* Begin MATERIAL FOR THIS TASK *

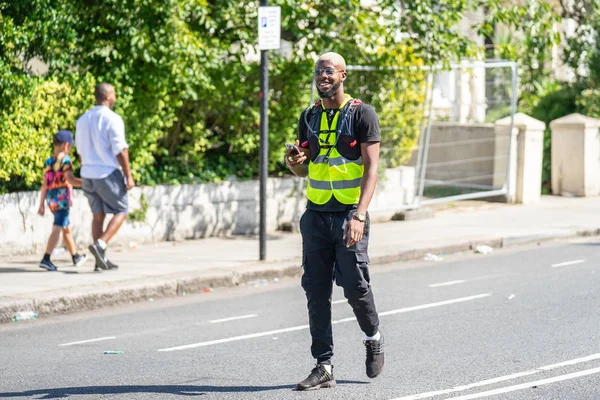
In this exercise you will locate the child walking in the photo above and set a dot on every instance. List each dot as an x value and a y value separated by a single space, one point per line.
57 192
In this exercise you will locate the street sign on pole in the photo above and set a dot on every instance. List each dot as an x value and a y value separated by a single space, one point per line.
269 37
269 27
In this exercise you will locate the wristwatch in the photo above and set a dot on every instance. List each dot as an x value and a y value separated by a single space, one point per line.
361 216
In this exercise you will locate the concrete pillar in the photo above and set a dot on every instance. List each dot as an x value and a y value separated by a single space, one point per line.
575 155
526 144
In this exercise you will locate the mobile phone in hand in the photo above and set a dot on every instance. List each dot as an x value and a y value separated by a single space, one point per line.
294 151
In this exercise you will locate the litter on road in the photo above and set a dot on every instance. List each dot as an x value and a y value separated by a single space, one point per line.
24 315
483 250
432 257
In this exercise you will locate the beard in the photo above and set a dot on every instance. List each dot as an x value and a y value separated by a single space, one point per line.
331 92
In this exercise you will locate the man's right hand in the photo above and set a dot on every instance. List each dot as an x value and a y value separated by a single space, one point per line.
298 159
130 182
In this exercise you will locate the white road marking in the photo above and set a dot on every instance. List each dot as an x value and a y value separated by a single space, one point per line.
235 338
216 321
528 385
88 341
438 304
567 263
446 283
500 379
300 327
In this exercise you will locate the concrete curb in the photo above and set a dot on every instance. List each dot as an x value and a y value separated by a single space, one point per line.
52 303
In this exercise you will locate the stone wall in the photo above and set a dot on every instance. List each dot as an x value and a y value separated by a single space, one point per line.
187 211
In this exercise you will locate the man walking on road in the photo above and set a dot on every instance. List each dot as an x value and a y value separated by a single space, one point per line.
100 140
338 149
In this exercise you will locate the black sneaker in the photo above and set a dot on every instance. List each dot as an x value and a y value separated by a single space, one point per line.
111 266
99 255
375 358
47 265
79 259
318 378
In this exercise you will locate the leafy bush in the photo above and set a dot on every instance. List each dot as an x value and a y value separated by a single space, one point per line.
554 105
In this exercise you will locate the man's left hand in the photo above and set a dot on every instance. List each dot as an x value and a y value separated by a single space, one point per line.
353 231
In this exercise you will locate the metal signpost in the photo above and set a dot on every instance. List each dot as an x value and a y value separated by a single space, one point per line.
269 37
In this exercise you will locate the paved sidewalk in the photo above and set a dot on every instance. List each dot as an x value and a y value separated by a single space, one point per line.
171 268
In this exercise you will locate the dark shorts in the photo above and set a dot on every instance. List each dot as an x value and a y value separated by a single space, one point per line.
107 195
61 218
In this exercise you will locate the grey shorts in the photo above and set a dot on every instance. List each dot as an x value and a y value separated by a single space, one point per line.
107 195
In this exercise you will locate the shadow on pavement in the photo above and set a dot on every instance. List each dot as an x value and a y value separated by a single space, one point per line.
182 390
13 270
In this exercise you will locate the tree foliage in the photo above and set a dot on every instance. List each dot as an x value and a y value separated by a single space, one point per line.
187 76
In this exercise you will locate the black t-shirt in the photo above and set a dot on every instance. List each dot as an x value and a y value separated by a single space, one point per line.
366 130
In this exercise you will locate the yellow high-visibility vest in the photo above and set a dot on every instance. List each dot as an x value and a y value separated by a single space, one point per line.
330 173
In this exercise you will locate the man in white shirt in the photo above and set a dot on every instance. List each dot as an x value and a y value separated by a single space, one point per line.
100 141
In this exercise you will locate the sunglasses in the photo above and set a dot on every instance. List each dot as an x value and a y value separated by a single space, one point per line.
328 71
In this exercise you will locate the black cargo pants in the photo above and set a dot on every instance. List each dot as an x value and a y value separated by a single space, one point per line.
325 259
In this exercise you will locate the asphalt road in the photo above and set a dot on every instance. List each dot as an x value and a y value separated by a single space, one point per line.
514 324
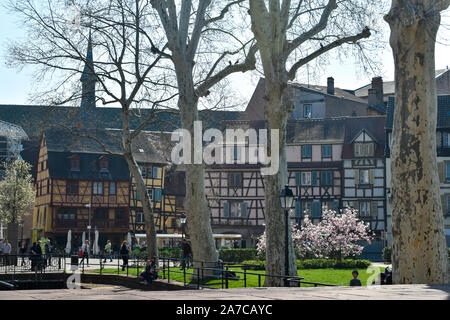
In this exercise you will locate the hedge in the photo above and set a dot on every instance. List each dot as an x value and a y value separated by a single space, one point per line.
238 255
316 264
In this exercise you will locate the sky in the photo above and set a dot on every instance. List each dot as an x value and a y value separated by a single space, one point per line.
16 87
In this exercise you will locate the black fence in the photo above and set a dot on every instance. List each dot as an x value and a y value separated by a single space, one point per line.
199 276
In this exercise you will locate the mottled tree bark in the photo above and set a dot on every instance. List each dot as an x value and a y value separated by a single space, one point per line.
419 253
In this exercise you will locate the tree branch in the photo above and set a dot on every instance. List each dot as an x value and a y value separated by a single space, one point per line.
351 39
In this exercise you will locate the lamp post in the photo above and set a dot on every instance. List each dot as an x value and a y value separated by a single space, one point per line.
89 223
183 222
286 199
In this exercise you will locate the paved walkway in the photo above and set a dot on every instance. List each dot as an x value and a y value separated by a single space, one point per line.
103 292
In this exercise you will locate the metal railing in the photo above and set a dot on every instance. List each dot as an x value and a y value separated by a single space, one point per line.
200 276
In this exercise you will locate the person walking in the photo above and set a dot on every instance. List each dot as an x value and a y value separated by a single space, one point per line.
124 253
6 252
23 251
355 282
108 251
36 252
85 251
187 253
48 253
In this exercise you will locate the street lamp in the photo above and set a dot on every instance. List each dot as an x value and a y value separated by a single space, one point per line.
183 219
89 205
286 198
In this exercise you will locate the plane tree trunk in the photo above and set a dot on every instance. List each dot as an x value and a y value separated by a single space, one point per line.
419 253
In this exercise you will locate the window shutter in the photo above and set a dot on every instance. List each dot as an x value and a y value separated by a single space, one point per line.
356 205
244 209
298 181
335 206
226 209
314 178
158 194
316 209
323 175
298 209
441 171
374 209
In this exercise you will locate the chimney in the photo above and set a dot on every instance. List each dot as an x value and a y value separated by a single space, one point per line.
330 85
377 85
373 97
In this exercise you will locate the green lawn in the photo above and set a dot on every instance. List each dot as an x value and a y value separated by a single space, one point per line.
340 277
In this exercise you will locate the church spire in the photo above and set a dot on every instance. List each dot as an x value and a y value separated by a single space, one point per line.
88 79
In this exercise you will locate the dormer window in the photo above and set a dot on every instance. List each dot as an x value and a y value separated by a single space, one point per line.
75 163
104 164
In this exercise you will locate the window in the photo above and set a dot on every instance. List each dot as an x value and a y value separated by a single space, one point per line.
364 209
307 111
121 214
67 214
445 139
72 187
140 217
306 151
326 178
155 172
306 178
101 214
326 151
112 188
104 164
75 163
235 209
98 188
150 192
447 211
364 176
363 149
234 179
327 205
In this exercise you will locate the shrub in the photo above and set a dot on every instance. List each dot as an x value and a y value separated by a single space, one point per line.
238 255
387 251
316 264
254 265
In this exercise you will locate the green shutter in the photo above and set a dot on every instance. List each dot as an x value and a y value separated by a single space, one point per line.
226 209
158 194
336 205
314 178
244 209
298 209
316 209
298 180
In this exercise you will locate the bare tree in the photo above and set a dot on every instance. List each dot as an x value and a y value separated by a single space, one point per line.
283 30
122 73
202 42
418 241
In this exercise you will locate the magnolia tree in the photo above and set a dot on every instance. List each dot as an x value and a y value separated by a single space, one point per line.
336 236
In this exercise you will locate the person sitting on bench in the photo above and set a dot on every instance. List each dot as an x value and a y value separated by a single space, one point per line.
150 273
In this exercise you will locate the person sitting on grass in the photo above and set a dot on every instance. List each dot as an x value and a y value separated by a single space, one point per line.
355 282
150 273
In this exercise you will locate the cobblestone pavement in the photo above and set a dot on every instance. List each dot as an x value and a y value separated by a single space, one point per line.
103 292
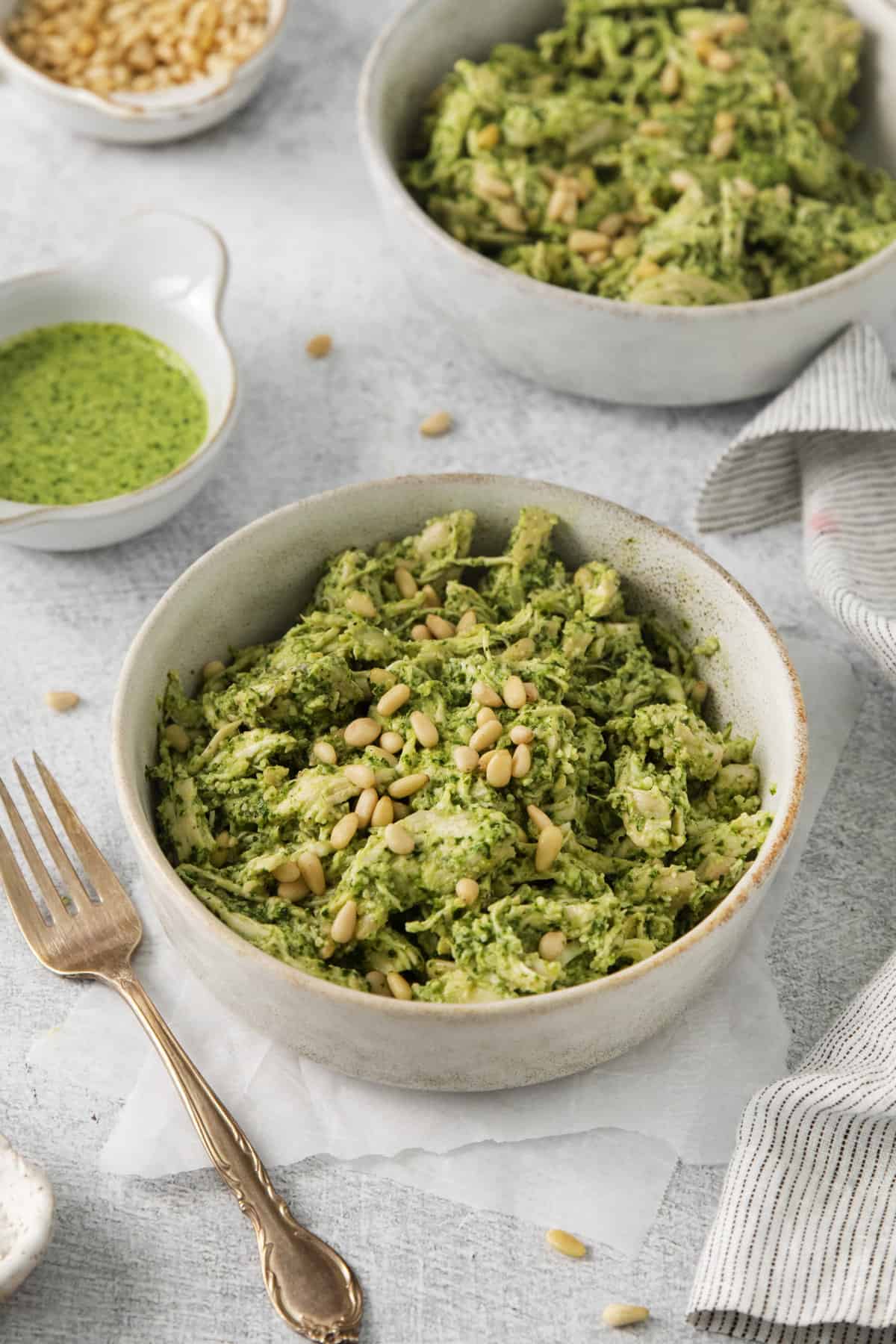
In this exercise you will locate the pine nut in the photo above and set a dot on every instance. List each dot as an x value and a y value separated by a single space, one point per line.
405 581
487 735
425 730
499 771
514 692
394 699
586 241
485 695
566 1243
366 806
361 774
399 986
361 732
440 628
541 820
612 225
312 871
383 813
292 890
319 347
408 785
548 847
467 759
175 735
621 1313
343 833
344 924
361 605
521 761
435 425
467 890
398 838
551 945
671 81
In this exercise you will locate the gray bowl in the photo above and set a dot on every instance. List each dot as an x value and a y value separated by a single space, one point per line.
252 586
579 343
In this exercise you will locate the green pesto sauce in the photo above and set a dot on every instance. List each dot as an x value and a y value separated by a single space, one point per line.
90 410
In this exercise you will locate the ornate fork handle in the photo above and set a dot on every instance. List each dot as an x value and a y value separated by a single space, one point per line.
311 1287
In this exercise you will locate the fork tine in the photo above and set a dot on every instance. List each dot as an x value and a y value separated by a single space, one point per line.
25 909
73 882
96 866
55 905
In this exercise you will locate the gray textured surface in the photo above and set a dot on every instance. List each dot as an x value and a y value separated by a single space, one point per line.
172 1261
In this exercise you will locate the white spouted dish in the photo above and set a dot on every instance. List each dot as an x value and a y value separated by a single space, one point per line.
458 779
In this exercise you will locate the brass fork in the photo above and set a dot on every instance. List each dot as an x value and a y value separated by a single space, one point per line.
311 1287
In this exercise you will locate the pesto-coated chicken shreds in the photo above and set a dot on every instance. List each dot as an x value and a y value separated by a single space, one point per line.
662 154
458 779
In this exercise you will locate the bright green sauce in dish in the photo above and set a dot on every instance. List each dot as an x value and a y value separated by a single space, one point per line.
90 410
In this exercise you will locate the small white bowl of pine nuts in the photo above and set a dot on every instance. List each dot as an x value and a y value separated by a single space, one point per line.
252 588
139 73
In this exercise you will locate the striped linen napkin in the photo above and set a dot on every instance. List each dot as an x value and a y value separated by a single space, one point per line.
825 449
803 1246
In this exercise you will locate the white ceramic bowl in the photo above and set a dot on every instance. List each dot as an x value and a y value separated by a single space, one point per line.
144 119
579 343
164 275
252 588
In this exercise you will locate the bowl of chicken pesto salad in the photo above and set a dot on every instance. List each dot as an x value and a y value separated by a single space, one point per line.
481 797
637 199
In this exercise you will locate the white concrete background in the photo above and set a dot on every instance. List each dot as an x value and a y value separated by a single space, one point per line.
163 1263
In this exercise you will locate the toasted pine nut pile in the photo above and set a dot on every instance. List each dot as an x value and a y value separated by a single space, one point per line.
128 46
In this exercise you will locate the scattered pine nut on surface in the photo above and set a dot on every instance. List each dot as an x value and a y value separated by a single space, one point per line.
63 700
435 425
623 1313
566 1243
319 347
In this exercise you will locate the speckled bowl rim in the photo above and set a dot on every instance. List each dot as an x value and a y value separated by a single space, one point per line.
381 163
89 511
144 836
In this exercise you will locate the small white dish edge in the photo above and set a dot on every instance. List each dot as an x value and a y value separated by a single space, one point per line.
164 275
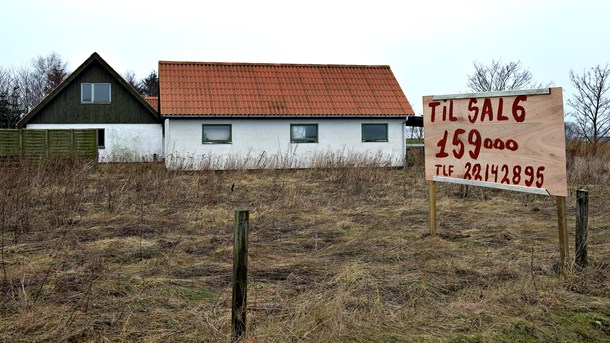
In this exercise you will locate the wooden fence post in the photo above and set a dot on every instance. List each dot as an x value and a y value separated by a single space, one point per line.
582 223
240 274
432 206
564 250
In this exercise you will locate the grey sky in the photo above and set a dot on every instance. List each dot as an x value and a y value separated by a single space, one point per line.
430 44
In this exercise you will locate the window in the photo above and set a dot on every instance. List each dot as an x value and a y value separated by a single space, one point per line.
216 133
304 133
101 141
95 93
374 132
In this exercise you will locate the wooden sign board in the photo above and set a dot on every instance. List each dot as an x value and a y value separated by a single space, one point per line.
511 140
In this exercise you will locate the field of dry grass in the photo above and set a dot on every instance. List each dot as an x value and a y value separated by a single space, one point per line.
136 253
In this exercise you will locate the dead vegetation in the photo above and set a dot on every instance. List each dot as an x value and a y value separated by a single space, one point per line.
133 252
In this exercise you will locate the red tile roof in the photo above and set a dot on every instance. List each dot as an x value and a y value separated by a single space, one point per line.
201 88
153 101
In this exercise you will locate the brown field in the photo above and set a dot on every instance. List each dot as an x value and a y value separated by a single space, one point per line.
135 253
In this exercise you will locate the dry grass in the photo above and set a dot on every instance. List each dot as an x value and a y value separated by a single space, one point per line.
134 252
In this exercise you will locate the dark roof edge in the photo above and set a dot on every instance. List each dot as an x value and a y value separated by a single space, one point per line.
94 57
384 66
277 116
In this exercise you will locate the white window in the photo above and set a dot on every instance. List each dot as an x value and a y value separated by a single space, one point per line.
95 93
374 132
101 139
304 133
216 133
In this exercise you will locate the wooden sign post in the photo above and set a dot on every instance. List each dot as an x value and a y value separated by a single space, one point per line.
511 140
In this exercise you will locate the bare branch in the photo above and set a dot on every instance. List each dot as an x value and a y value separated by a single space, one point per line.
590 103
499 76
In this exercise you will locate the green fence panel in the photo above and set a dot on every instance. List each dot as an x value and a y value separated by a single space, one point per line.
9 143
59 143
85 144
34 144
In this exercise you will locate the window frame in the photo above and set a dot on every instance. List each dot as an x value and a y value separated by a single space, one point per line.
217 141
304 140
370 140
92 95
101 131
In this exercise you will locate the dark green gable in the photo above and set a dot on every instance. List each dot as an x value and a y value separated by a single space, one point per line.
63 105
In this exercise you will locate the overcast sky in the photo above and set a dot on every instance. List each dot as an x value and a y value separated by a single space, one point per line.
430 44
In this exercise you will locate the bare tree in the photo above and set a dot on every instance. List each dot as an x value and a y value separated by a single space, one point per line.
49 71
591 104
25 83
499 76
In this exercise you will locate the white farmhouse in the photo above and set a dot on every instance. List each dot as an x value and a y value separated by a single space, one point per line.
239 115
96 97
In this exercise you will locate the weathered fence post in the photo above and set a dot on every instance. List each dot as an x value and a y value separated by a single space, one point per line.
582 223
564 251
432 206
240 274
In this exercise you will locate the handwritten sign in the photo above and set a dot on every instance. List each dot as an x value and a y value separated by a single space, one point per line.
512 140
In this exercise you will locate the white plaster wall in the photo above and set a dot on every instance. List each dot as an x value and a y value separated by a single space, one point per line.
265 143
123 142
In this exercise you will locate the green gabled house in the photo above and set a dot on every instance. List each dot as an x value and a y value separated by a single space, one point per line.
95 96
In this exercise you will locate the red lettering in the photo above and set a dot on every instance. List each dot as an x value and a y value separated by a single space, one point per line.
500 110
451 116
518 110
471 108
441 144
458 142
433 105
487 110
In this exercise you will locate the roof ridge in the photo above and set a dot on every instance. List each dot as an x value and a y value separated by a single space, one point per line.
384 66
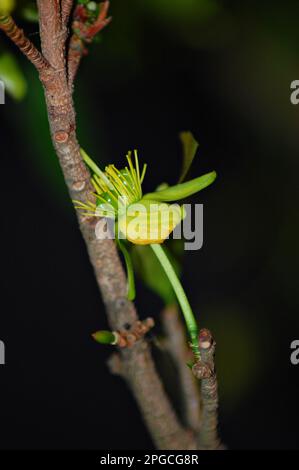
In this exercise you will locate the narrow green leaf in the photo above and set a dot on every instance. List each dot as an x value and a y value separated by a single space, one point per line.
104 337
12 76
183 190
190 146
130 270
6 6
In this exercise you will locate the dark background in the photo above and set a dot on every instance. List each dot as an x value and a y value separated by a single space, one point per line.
222 70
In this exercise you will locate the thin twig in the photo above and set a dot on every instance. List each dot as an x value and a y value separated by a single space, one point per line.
138 366
66 8
205 371
17 35
177 346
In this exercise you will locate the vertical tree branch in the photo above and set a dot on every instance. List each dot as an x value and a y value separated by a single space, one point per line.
177 345
138 365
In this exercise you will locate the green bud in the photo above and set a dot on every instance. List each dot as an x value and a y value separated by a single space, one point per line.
105 337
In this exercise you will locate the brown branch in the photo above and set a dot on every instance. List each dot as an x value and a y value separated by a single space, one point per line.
16 34
138 366
177 346
205 371
66 8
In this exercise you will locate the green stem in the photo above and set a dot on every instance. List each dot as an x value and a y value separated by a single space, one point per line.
182 298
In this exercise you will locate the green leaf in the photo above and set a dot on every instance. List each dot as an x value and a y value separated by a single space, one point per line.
12 76
130 270
183 190
30 13
6 6
152 274
104 337
190 146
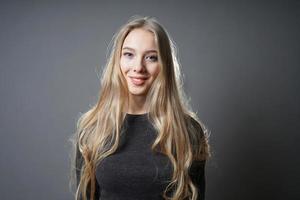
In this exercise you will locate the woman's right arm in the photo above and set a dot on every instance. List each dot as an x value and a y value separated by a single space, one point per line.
78 164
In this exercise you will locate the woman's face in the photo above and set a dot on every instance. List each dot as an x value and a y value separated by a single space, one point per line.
139 61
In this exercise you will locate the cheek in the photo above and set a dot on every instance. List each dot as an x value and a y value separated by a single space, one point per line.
154 70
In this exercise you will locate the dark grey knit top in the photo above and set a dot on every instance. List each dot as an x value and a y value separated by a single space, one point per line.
134 172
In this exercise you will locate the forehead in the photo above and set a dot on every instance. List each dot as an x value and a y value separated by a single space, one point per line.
140 39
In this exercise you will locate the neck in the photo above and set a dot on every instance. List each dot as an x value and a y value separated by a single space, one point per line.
136 105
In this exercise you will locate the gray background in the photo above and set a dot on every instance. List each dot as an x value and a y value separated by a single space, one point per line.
241 65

* End MATERIAL FOR THIS TASK *

# WRITTEN REQUEST:
Your task is to extract the lines running from the one with "In this exercise you will locate the forehead" to the end of the material, inclusive, copying each exactly and adding nothing.

# TASK RESULT:
In this exercise you will locate the forehead in the photo above and set a dot on every instance. List each dot as an x value and a y value separated by a single space, one point per line.
140 39
In this exercise you will locate the neck in the photo above and set a dot on every instance. List each dot as an x value and a y value separated by a single space, one point per line.
136 105
In this exercise you will locate the gray background in the photo above and set a dot on every instance. List each dot as an x value and a y value separated by a single space, one point per line.
241 65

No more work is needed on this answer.